Texto fornecido:
++++

2.º - verificando, porem, que os incômodos são excessivos por ser anormal o uso da propriedade que lhes dá origem, o juiz indagará si a supremacia do interesse público legitíma este uso excepcional; si legítima, e si a ofensa à saúde, segurança ou sossego não é de molde a inutilizar o imovel prejudicado, o juiz manterá os incômodos inevitaveis, e pela expropriação que assim inflige ao proprietário incomodado, ordenará que se lhe faça cabal indenização (direito oneroso de vizinhança);

3.º - si, porem, o interesse público não legitima o uso excepcional, é de “mau uso” que se trata, e o juiz o mandará cessar11.

Atualmente, não obstante o lapso temporal e a superveniência do Código Civil de 2002, a formulação de San Tiago Dantas permanece influente na doutrina nacional. Entre os autores contemporâneos, é comum a problematização do direito de vizinhança em três eixos, que remontam aos três modos de composição de conflitos. Essa também é a orientação adotada no presente trabalho, que detalhará cada uma das três situações nos tópicos a seguir. Insta salientar, entretanto, que ao invés da lógica eminentemente patrimonialista do século passado, busca-se hoje tutelar a pessoa a partir do reconhecimento de sua dignidade. Essa nova tônica do direito de vizinhança, por exemplo, evidencia-se no Enunciado 319 da IV Jornada de Direito Civil: “A condução e a solução das causas envolvendo conflitos de vizinhança devem guardar estreita sintonia com os princípios constitucionais da intimidade, da inviolabilidade da vida privada e da proteção ao meio ambiente”.

++++

Registros listados:
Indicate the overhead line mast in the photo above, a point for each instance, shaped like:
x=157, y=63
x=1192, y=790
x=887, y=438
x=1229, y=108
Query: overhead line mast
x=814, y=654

++++

Tarefa proposta 1:
No texto sobre direito de vizinhança, que enunciado é citado como exemplo da nova tônica desse direito?
Tarefa proposta 2:
Reescreva todos os registros trocando "overhead line mast" por "catenary mast" e sem alterar mais nada.
O texto e os registros têm origens distintas.

Resolução completa 1:
O Enunciado 319 da IV Jornada de Direito Civil.

Resolução completa 2:
Indicate the catenary mast in the photo above, a point for each instance, shaped like:
x=157, y=63
x=1192, y=790
x=887, y=438
x=1229, y=108
Query: catenary mast
x=814, y=654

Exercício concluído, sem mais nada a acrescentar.